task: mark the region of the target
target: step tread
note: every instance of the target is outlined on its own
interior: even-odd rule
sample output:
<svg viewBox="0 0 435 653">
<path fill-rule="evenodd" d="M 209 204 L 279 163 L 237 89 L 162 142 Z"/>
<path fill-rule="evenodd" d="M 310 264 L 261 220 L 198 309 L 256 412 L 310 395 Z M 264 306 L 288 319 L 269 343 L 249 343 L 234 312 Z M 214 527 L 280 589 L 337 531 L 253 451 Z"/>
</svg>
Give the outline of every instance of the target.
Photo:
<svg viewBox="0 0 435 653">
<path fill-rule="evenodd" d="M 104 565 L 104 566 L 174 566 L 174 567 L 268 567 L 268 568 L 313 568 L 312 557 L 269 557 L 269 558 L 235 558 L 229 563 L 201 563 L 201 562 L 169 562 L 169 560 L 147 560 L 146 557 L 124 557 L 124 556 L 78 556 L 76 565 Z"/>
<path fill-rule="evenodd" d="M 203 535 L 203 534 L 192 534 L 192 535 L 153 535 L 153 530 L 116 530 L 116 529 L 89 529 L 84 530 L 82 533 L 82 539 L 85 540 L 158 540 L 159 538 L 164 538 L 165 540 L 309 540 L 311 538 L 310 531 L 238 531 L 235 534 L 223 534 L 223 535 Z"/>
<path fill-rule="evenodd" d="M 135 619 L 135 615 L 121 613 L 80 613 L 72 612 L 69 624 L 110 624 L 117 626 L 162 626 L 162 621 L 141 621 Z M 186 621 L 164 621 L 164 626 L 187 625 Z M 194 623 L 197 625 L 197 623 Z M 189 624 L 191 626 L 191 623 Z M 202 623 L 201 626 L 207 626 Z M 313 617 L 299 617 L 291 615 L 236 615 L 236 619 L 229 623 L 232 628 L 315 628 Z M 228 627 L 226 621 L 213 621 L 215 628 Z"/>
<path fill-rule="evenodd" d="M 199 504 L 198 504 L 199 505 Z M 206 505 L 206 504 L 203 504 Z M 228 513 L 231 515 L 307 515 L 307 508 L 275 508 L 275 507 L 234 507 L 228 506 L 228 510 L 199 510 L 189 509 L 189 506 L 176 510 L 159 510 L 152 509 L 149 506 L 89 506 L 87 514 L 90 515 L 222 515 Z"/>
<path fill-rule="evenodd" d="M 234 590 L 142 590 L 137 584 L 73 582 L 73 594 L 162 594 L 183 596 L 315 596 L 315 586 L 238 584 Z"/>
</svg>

| WORK TO DO |
Reproduce every one of the rows above line for line, without changing any character.

| EXERCISE OUTPUT |
task: mark the region of the target
target: step tread
note: every instance of the target is outlined on its own
interior: even-odd rule
sample output:
<svg viewBox="0 0 435 653">
<path fill-rule="evenodd" d="M 209 204 L 279 163 L 237 89 L 162 142 Z"/>
<path fill-rule="evenodd" d="M 310 264 L 261 220 L 198 309 L 256 412 L 310 395 Z M 264 306 L 288 319 L 269 343 L 249 343 L 234 312 Z M 214 527 L 280 589 L 337 531 L 253 451 Z"/>
</svg>
Give the outline of every instance of the target.
Photo:
<svg viewBox="0 0 435 653">
<path fill-rule="evenodd" d="M 104 565 L 104 566 L 174 566 L 174 567 L 268 567 L 268 568 L 313 568 L 312 557 L 269 557 L 269 558 L 235 558 L 229 563 L 201 563 L 201 562 L 169 562 L 169 560 L 147 560 L 146 557 L 124 557 L 124 556 L 78 556 L 76 565 Z"/>
<path fill-rule="evenodd" d="M 203 535 L 203 534 L 192 534 L 192 535 L 153 535 L 153 530 L 116 530 L 116 529 L 89 529 L 84 530 L 82 533 L 82 539 L 85 540 L 158 540 L 159 538 L 164 538 L 165 540 L 309 540 L 311 538 L 310 531 L 238 531 L 235 534 L 223 534 L 223 535 Z"/>
<path fill-rule="evenodd" d="M 135 619 L 135 615 L 121 613 L 80 613 L 72 612 L 69 624 L 110 624 L 117 626 L 162 626 L 162 621 L 141 621 Z M 186 621 L 164 621 L 164 626 L 187 625 Z M 194 623 L 197 625 L 197 623 Z M 189 624 L 191 626 L 191 623 Z M 202 623 L 201 626 L 207 626 Z M 313 617 L 299 617 L 291 615 L 236 615 L 236 619 L 229 623 L 232 628 L 315 628 Z M 228 627 L 226 621 L 213 621 L 215 628 Z"/>
<path fill-rule="evenodd" d="M 199 504 L 198 504 L 199 505 Z M 206 505 L 206 504 L 203 504 Z M 228 513 L 231 515 L 307 515 L 307 508 L 275 508 L 275 507 L 234 507 L 228 506 L 228 510 L 199 510 L 189 509 L 189 506 L 176 510 L 159 510 L 152 509 L 149 506 L 89 506 L 87 514 L 90 515 L 222 515 Z"/>
<path fill-rule="evenodd" d="M 234 590 L 142 590 L 137 584 L 73 582 L 73 594 L 162 594 L 183 596 L 315 596 L 315 586 L 238 584 Z"/>
</svg>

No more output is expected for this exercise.